-- start Source extract --
The contentious issue is, of course, Negara Islam. And I have said this to the PAS leaders — that individual parties can espouse their individual views. But it is also wrong for us to take a position that this is heretic in relation to constitutional freedom because PAS has espoused this for the last 50 years, even when they were in the BN, where they were tolerated not just by Umno but also the MCA, MIC and Gerakan. They were part and parcel of it; so don’t tell us we can’t work with PAS because of what they espouse.
What we need to be very clear about is that in our reform agenda — the common agenda — we accept the constitutional framework, democracy, the Rule of Law, which means that other issues, including that of Negara Islam, is not on the agenda. But the right of people to espouse their views should be there… I mean, you talk about freedom but…
I am of course very pleased because PAS accepts these very fundamental issues and policies in the reform agenda which means they will not insist that Negara Islam be a part of that agenda; which also means that the alternative party and the alternative government will not promote policies or issues other than what is agreed upon. That, to me, is quite clear.

JT: Can you actually foresee the opposition alliance in government?
AI: Firstly, I believe that Keadilan, PAS and DAP could agree on this framework, which means essentially to work on the 1999 agenda and expand on it; not to include those aspects that are deemed contentious, like Negara Islam. I do believe we can reach a consensus and I am saying it because I have had meetings with the leadership over this issue.
Now, if we can begin on that premise and follow this strategy, then I believe we can be seen to be a more credible alternative. But we will then have to make demands on the present leadership led by Prime Minister Abdullah, about fulfilling his policies and rhetoric on reform, including that of the judiciary and the electoral process, and of the broader system; and I have made it quite clear, not withstanding my position in the opposition, that I am prepared to support Prime Minister Abdullah in his endeavour to reform the decadent aspects of some of our laws and the corrupt establishment.

EK: Some of the more reasonable criticism of the opposition arises from the facet that any party entering the coalition can concur on details and a framework but it is only a matter of time before individual interests and ideologies will begin to emerge.
Since your release, you have spoken on the need for reform in Malaysia, for transparency, the need to fight corruption. I am most interested, however, in your stance on freedom and civil liberties.
Freedom is regarded in very gestural ways here.
PAS, for example, has no problems agreeing to abolishing the ISA and protecting civil liberties in principle; at the very same time, they support the use of the ISA on Shias and other perceived ‘deviant’ religious groups.
They do not seem to see a contradiction in that at all.
The issue of freedom, then, is related less to politics and more to the civic, social and cultural attitudes of a society. Often, parties agreeing to protect freedom and liberty don’t actually know what that entails. How are we going to bring about a shift in these kinds of attitudes?
-- end Source extract --
## What to do
• A. Using the interview excerpt, explain in one to three sentences why it is wrong to treat PAS's support for Negara Islam as heretic.
• B. In the interview excerpt, which three parties does AI believe could agree on the framework?
• C. Continue the interview on Malaysian opposition politics from the point where the text stops.
The listing after the interview comes from a different source.
-- start Dataset records --
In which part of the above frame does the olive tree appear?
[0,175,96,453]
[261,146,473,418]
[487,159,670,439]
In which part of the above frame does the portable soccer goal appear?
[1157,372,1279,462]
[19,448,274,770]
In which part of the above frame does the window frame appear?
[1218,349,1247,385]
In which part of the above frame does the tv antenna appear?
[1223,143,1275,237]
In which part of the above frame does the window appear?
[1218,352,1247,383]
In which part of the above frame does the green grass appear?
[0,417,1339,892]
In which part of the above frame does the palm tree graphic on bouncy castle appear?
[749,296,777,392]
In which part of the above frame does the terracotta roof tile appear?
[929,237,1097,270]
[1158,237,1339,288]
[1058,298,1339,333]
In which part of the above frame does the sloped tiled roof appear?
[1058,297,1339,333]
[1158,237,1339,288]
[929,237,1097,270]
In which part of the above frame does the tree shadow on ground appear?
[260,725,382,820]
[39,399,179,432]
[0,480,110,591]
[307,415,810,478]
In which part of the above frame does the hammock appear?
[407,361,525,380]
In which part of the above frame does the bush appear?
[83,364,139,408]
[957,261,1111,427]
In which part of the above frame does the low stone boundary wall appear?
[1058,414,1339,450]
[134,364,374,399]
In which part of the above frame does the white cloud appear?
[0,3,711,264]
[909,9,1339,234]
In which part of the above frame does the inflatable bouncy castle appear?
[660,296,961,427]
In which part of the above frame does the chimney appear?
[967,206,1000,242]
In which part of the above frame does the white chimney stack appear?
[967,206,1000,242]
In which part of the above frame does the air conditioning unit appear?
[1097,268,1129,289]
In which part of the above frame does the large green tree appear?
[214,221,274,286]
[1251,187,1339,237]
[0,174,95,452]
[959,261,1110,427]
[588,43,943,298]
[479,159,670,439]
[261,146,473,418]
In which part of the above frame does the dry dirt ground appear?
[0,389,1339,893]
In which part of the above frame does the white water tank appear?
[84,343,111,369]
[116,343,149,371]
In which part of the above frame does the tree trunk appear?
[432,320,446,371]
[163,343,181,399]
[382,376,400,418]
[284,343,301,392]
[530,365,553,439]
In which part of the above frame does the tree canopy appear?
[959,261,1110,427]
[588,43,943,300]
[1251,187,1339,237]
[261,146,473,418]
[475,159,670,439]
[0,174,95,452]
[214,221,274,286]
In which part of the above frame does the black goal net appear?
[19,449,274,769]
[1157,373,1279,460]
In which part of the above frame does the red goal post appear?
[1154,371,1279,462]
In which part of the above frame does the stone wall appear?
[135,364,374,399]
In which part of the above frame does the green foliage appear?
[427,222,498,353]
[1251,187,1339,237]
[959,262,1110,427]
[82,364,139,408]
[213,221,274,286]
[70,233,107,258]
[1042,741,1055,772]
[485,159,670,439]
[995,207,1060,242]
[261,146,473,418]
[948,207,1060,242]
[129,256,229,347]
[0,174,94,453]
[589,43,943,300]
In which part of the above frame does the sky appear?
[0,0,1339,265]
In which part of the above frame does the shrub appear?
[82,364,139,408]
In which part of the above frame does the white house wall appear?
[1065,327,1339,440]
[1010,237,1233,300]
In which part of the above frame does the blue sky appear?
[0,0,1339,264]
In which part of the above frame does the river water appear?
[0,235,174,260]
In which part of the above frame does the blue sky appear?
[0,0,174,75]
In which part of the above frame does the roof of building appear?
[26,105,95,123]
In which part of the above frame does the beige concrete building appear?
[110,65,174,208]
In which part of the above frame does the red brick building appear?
-- end Dataset records --
## Exercise results
• A. PAS has espoused Negara Islam for the last 50 years, even while it was in the BN, where it was tolerated by Umno, the MCA, the MIC and Gerakan. Because PAS was part and parcel of the BN, its views cannot be a reason to refuse to work with it.

• B. Keadilan, PAS and DAP.

• C.
AI: We have to pursue a more determined form of public education that raises issues of cultural literacy in the broader sense. That’s why I think some of the measures like the anti-ISA campaigns are very useful and pertinent in this regard because you’re actually challenging the ISA and the entire philosophy against freedom and the issue of the denigration of man; of detention without trial, of the issue of prisoners of conscience. And while accepting — even in the past, I remember most progressives lent support when the then Prime Minister Tunku Abdul Rahman, then Tun Razak tabled the legislation for the ISA with the assurance that it would only — only! — be used against militant communists. There was a general consensus then, even among liberal Malaysians, that this was needed.But then there emerges maturity of thinking and after witnessing so many excesses to the rule, people realise that a political commitment is certainly not something to be taken seriously, you actually have to look at the law. So, the law must be very clear... there must be due process.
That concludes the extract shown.